> _TASK TO COMPLETE_: Format the records below as a Markdown table with the columns Row and Line, numbering each row. Start with the line containing "Task: Where can the pink flower in hair", continue through the end of the records, skip blank lines, and leave the pictures out.

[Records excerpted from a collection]

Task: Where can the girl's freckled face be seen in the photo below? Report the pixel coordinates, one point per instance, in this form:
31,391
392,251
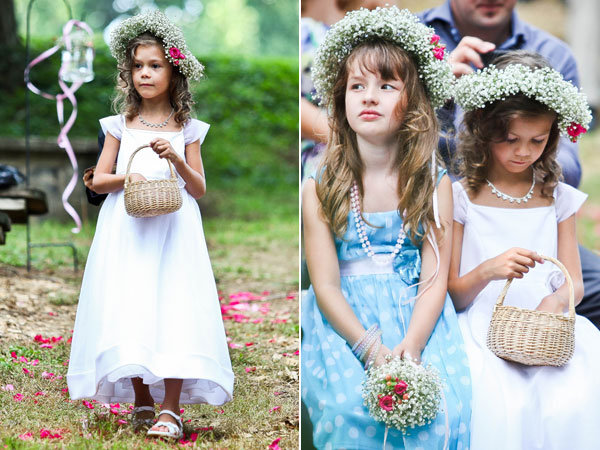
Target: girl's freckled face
524,144
372,105
151,72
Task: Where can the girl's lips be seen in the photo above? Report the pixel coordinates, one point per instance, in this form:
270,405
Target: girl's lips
369,115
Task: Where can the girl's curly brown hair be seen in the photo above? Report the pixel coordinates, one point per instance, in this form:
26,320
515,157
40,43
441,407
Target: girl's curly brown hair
128,101
485,126
416,140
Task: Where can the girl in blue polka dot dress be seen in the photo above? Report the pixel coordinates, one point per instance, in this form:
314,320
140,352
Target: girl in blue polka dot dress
377,225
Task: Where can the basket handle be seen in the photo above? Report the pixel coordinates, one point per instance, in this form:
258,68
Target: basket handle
131,160
567,277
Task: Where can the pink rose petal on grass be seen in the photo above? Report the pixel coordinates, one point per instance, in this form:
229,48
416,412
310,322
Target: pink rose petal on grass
47,434
26,436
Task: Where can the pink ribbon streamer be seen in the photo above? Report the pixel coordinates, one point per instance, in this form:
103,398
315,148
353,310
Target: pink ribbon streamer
68,92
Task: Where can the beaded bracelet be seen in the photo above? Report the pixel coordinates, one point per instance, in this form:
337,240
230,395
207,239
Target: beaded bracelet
363,348
358,346
373,355
372,340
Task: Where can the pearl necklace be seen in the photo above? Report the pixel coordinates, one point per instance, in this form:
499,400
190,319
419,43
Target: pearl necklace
157,125
511,199
379,259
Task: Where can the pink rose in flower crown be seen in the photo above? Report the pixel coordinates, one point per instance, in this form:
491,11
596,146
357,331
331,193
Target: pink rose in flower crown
386,403
400,388
438,52
574,130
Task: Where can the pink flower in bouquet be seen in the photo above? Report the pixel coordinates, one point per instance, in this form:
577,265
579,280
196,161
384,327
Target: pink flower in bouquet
438,52
386,402
400,388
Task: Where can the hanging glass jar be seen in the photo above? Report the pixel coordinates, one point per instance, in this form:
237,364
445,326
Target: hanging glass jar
77,57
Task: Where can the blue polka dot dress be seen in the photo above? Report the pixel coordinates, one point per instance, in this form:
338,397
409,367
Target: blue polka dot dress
332,375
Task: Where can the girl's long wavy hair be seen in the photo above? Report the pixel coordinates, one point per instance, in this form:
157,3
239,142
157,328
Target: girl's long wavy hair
416,139
128,101
484,127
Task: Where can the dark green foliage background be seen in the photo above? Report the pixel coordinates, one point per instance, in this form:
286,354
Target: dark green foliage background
250,102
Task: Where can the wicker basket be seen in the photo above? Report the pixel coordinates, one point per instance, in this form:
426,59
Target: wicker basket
533,338
152,197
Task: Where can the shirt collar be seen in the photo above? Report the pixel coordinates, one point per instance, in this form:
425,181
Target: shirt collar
444,13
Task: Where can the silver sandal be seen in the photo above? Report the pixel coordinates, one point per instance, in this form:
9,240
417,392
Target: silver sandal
139,423
175,431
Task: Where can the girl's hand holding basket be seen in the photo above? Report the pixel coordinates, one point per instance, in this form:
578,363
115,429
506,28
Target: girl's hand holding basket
513,263
164,150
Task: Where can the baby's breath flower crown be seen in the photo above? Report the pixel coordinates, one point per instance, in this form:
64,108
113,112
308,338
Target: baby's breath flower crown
156,23
400,27
545,85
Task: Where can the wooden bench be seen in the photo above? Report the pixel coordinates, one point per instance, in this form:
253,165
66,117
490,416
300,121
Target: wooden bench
16,204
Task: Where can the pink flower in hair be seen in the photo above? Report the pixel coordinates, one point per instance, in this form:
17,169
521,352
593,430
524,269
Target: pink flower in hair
438,52
574,130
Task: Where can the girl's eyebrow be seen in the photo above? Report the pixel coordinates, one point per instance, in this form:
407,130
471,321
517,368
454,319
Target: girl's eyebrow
151,60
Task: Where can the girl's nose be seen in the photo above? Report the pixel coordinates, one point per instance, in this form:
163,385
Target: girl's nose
522,150
370,96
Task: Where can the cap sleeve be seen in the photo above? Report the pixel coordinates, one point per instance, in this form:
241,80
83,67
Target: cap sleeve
568,200
460,202
195,130
113,125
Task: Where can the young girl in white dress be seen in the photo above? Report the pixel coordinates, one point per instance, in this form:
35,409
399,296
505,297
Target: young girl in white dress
508,209
148,326
371,236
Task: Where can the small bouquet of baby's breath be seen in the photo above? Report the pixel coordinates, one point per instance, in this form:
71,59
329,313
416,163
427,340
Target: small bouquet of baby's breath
402,394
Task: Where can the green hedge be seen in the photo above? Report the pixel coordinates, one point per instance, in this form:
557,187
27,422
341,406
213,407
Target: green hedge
251,103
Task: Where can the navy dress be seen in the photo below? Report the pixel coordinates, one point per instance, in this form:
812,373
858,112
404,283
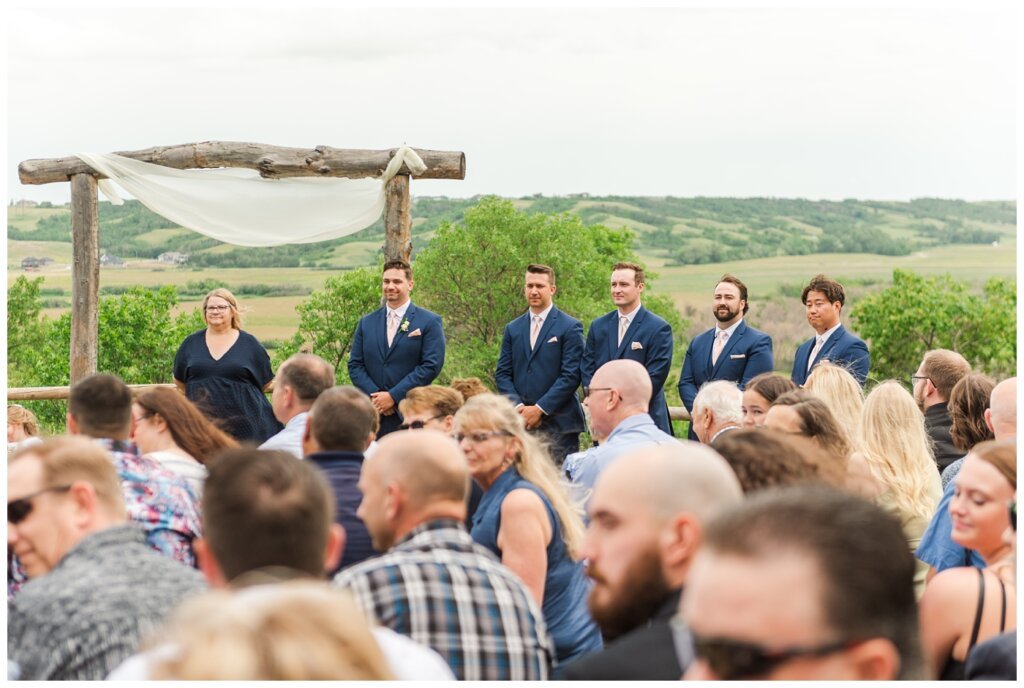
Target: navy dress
229,391
565,586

> _SOLUTION TO THE PROBLEM_:
| Row | Line |
|---|---|
| 1 | Task: Where can the pink flower in hair be seen in the photo above? Report the pixel coordinates, one point per instance, in this form: |
| 2 | 17,169 |
| 3 | 521,352 |
| 4 | 593,430 |
| 5 | 524,269 |
| 6 | Target: pink flower in hair |
| 7 | 438,52 |
| 8 | 574,130 |
| 9 | Task: Where can the girl's eyebrow be seen in the photo above? Report the pixel coordinates, one point per instance, in this form: |
| 10 | 407,130 |
| 11 | 471,321 |
| 12 | 517,368 |
| 13 | 454,319 |
| 14 | Target: girl's eyebrow |
| 15 | 151,60 |
| 16 | Task: Where can the girl's nose be seen in the photo above? Report the pixel coordinates, one point per instance, in this form: |
| 17 | 163,385 |
| 18 | Target: girl's nose |
| 19 | 522,150 |
| 20 | 370,96 |
| 21 | Task: Where can the cap sleeve be seen in the photo above? Report the pixel coordinates, one point per instance, in this form: |
| 22 | 241,80 |
| 23 | 83,67 |
| 24 | Target: cap sleeve |
| 25 | 568,200 |
| 26 | 460,202 |
| 27 | 195,130 |
| 28 | 113,125 |
| 29 | Task: Where can the young girl in white dress be seen in the photo above? Report the pixel coordinates, one point per instance, in this form: |
| 30 | 35,409 |
| 31 | 399,296 |
| 32 | 505,297 |
| 33 | Target: young girl in white dress |
| 34 | 508,209 |
| 35 | 148,326 |
| 36 | 371,236 |
| 37 | Task: Where can the small bouquet of baby's breath be seen in the photo above? Report the pixel coordinates, one point per instance, in this form: |
| 38 | 71,59 |
| 39 | 329,313 |
| 40 | 416,163 |
| 41 | 427,340 |
| 42 | Target: small bouquet of baby's breath |
| 43 | 402,394 |
| 44 | Task: Where can the green hedge be seen in the photo above? Report the pixel coordinates, one point per instance, in this form: |
| 45 | 557,187 |
| 46 | 27,422 |
| 47 | 341,406 |
| 48 | 213,407 |
| 49 | Target: green hedge |
| 50 | 251,103 |
| 51 | Task: Where can the navy dress be seen in the photo below? Report the pixel coordinates, one point per instance, in this form: |
| 52 | 812,373 |
| 53 | 858,112 |
| 54 | 404,283 |
| 55 | Target: navy dress |
| 56 | 229,391 |
| 57 | 565,586 |